Work to be completed: Count the lines in the data below that contain the string "gold", treating uppercase and lowercase as different, and reply with only that number.

--- Data shown ---

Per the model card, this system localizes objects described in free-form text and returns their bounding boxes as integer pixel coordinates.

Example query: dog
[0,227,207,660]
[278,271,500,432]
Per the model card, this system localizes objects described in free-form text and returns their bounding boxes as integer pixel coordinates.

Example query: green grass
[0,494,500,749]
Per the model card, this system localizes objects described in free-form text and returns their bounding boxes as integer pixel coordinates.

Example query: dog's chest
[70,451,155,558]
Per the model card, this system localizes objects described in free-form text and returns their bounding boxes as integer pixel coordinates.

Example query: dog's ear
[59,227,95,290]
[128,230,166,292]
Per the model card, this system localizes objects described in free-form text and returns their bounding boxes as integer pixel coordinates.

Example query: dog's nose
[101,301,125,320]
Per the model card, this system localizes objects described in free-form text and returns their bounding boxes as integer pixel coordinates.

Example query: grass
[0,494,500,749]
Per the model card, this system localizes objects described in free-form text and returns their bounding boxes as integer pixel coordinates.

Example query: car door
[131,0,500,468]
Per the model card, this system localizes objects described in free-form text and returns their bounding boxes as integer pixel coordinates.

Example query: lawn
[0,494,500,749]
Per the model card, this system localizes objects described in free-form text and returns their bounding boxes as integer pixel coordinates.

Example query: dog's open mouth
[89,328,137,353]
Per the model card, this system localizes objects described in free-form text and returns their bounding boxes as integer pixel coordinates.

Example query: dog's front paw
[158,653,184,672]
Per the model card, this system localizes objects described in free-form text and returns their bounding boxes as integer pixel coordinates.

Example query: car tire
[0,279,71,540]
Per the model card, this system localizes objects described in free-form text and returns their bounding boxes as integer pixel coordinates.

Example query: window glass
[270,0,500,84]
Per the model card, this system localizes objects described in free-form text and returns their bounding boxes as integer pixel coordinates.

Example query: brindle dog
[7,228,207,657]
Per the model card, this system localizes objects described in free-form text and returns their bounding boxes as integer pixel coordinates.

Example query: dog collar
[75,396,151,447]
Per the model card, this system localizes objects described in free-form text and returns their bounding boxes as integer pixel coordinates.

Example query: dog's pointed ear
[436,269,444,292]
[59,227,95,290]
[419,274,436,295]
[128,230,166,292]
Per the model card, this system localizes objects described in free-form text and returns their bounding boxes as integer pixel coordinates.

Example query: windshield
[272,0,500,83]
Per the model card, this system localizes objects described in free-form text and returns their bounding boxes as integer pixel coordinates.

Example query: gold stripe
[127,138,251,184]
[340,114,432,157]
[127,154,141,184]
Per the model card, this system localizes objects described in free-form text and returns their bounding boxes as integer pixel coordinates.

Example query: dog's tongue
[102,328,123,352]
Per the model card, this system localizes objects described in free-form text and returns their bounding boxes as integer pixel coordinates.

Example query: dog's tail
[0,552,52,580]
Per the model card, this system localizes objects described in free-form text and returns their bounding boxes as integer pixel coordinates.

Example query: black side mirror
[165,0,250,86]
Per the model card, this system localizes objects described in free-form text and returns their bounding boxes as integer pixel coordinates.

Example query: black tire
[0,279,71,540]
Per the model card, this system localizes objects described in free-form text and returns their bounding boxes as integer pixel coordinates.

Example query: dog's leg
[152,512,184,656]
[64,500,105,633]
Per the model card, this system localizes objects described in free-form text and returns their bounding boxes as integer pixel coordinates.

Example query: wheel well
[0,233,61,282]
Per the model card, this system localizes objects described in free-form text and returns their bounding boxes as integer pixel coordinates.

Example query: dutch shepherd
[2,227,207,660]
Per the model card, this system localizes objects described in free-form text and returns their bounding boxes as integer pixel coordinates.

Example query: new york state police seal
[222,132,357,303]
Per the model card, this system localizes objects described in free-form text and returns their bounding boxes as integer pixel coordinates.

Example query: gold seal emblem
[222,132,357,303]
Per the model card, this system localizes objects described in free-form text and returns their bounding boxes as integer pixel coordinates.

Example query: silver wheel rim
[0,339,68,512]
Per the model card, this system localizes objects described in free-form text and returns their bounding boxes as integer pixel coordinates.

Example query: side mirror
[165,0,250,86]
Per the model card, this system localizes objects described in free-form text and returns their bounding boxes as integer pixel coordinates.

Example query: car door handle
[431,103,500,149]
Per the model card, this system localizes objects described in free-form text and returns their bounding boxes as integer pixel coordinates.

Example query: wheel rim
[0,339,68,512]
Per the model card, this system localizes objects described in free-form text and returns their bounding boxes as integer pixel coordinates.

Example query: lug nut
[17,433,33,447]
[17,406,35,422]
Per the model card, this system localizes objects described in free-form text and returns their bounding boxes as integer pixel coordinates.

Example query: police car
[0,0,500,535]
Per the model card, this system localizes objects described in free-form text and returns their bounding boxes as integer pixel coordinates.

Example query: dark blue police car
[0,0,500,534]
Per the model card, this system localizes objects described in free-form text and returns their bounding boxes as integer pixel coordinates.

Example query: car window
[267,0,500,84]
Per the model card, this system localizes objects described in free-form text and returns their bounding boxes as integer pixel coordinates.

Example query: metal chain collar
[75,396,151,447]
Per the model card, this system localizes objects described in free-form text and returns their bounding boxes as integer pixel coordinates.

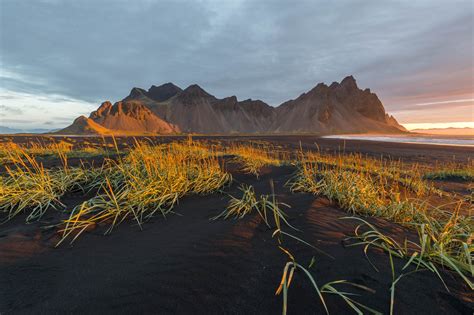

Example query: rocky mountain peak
[147,82,183,102]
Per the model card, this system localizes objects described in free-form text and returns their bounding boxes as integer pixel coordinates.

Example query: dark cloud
[0,105,23,117]
[0,0,474,122]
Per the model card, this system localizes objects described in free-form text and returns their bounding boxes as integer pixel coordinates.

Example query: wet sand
[0,137,474,314]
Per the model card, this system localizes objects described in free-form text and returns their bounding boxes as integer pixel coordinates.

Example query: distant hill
[410,127,474,136]
[58,76,406,134]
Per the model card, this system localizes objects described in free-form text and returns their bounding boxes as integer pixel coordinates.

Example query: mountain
[57,116,113,135]
[59,76,406,134]
[272,76,405,133]
[89,99,179,134]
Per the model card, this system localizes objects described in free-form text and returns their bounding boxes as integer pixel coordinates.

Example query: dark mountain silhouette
[59,76,406,134]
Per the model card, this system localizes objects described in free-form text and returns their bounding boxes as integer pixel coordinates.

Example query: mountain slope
[56,116,113,135]
[89,100,179,134]
[57,76,406,134]
[272,76,405,133]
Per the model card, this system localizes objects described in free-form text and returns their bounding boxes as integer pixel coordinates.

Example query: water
[323,135,474,147]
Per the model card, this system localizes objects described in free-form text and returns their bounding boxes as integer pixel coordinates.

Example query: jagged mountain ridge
[59,76,406,134]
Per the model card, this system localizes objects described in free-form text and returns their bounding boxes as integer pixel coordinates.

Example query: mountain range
[57,76,406,134]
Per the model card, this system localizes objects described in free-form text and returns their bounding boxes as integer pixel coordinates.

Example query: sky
[0,0,474,129]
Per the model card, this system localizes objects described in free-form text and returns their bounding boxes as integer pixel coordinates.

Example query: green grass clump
[58,143,231,245]
[0,150,97,222]
[288,153,474,288]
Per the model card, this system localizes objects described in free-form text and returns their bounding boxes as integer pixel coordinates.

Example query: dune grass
[58,143,231,245]
[0,148,101,222]
[224,143,289,178]
[288,151,474,288]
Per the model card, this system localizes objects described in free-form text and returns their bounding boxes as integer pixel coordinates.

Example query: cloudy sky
[0,0,474,129]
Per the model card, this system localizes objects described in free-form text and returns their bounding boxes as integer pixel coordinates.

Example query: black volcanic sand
[0,137,474,314]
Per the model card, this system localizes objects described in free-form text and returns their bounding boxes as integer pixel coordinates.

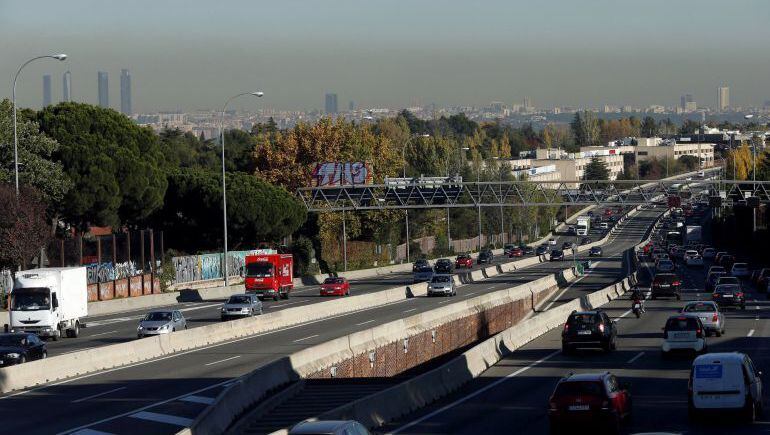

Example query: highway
[0,209,662,434]
[383,210,770,434]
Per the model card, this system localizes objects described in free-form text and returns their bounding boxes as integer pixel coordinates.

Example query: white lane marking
[388,350,561,434]
[626,352,644,364]
[294,334,318,343]
[204,355,241,366]
[130,411,193,427]
[70,387,126,403]
[179,395,217,405]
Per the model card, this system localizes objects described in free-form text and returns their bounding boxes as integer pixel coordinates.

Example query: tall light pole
[12,53,67,196]
[401,133,430,263]
[219,91,265,286]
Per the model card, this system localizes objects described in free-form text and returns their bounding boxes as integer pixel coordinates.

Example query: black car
[711,284,746,310]
[551,249,564,261]
[476,249,494,264]
[561,310,618,353]
[433,258,453,273]
[0,332,48,367]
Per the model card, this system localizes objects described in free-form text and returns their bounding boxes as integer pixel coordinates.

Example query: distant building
[62,71,72,103]
[717,86,730,112]
[98,71,110,109]
[43,74,51,107]
[120,69,131,116]
[324,94,337,115]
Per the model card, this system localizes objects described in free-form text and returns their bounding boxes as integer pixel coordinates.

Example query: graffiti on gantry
[310,162,372,187]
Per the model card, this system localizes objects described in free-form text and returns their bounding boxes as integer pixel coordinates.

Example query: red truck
[245,254,294,301]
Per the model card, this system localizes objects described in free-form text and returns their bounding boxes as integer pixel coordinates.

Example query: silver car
[681,301,725,337]
[428,274,457,296]
[136,310,187,338]
[222,293,262,320]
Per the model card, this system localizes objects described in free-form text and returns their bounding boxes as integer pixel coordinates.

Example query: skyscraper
[718,86,730,112]
[324,94,337,115]
[43,74,51,107]
[120,69,131,116]
[62,71,72,103]
[98,71,110,108]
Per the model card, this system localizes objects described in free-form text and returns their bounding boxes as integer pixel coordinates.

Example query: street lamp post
[219,91,265,286]
[12,53,67,196]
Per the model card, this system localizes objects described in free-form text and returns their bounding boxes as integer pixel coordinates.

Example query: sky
[0,0,770,112]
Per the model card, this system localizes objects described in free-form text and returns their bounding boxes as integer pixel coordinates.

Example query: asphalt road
[383,210,770,434]
[0,210,662,434]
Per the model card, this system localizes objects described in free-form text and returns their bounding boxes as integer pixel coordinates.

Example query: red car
[321,276,350,296]
[455,254,473,269]
[548,372,631,433]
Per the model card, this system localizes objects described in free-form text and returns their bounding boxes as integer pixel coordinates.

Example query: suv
[661,313,708,357]
[548,372,631,433]
[561,310,618,354]
[433,258,452,273]
[687,352,763,423]
[650,273,682,300]
[476,249,494,264]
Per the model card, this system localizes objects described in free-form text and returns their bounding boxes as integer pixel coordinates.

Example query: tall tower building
[324,94,337,115]
[718,86,730,112]
[43,74,51,107]
[62,71,72,103]
[98,71,110,108]
[120,69,131,116]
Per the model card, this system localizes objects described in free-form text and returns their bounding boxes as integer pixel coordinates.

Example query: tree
[37,103,167,228]
[0,183,51,269]
[583,156,610,180]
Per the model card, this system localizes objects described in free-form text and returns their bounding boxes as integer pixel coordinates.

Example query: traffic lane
[385,255,770,433]
[10,223,648,431]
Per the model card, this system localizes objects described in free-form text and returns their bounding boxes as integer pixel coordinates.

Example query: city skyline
[0,0,770,112]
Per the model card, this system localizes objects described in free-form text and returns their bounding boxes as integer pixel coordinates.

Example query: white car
[687,352,762,422]
[684,250,703,267]
[660,313,708,357]
[730,263,750,278]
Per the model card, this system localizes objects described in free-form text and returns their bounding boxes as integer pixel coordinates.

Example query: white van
[688,352,762,422]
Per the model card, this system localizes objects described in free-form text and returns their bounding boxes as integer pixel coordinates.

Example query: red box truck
[245,254,294,301]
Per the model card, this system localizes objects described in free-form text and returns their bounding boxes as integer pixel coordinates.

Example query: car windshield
[0,334,27,346]
[554,381,604,396]
[227,295,251,304]
[11,288,51,311]
[144,311,171,322]
[666,317,698,331]
[246,263,273,278]
[684,304,716,313]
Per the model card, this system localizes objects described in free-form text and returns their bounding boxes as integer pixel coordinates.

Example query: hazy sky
[0,0,770,111]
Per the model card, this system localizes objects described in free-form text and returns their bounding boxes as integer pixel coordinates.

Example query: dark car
[433,258,452,273]
[651,273,682,300]
[0,332,48,367]
[711,284,746,310]
[551,249,564,261]
[561,310,618,353]
[548,372,631,434]
[476,249,495,264]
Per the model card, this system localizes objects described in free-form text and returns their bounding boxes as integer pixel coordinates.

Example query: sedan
[0,332,48,367]
[136,310,187,338]
[321,276,350,296]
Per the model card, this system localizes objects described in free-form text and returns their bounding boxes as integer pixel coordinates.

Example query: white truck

---

Expected output: 2